--- START OF Quoted passage ---

Update: The percentage of U.S. Army Africa activities in the Lake Chad Basin have been changed based on the current state of affairs.

WASHINGTON — A top Republican lawmaker wants one of the Army’s new adviser brigades to deploy to Africa, according to an April 9 letter sent to Army Secretary Mark Esper.

The Army has already deployed its first so-called Security Force Assistance Brigade — designed specifically to train, advise, assist and enable foreign militaries and police forces — to Afghanistan.

The second SFAB is being established at Fort Bragg, North Carolina, and will deploy this time next year. The Army will stand up three more SFABs in 2019 as well as one within the Army National Guard.

“I am writing to request your views and the feasibility and suitability of assigning one of the future [SFABs] to the United States Africa Command (AFRICOM) to meet current and future security cooperation and partner capacity building requirements,” wrote Sen. Jim Inhofe, an Oklahoma Republican who is the chairman of the Senate Armed Services Committee’s Readiness subcommittee.

Inhofe argues that AFRICOM has no assigned forces and has to compete with others for forces within the Pentagon’s global force management process.

--- END OF Quoted passage ---

**Exercise A**. Please translate this sentence from the adviser brigades article into Spanish: "The second SFAB is being established at Fort Bragg, North Carolina, and will deploy this time next year."
**Exercise B**. According to the adviser brigades article, where has the Army already deployed its first Security Force Assistance Brigade?
**Exercise C**. Summarize the adviser brigades article in two sentences.

--- START OF Dataset excerpt ---

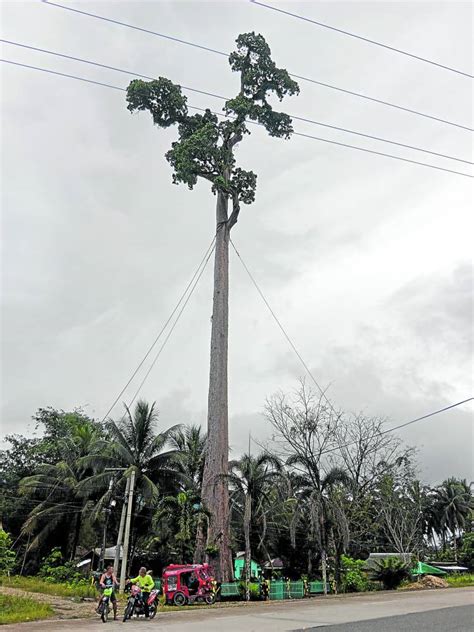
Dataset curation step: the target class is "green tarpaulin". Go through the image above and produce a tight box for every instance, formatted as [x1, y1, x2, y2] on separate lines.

--- END OF Dataset excerpt ---

**Output A**. La segunda SFAB se está estableciendo en Fort Bragg, Carolina del Norte, y se desplegará en estas fechas el próximo año.

**Output B**. To Afghanistan.

**Output C**. In an April 9 letter to Army Secretary Mark Esper, Sen. Jim Inhofe asked for Esper's views on the feasibility and suitability of assigning one of the Army's future Security Force Assistance Brigades to U.S. Africa Command, arguing that AFRICOM has no assigned forces and must compete for them. The Army has already deployed its first such brigade to Afghanistan, is establishing a second at Fort Bragg, and will stand up three more in 2019 plus one in the Army National Guard.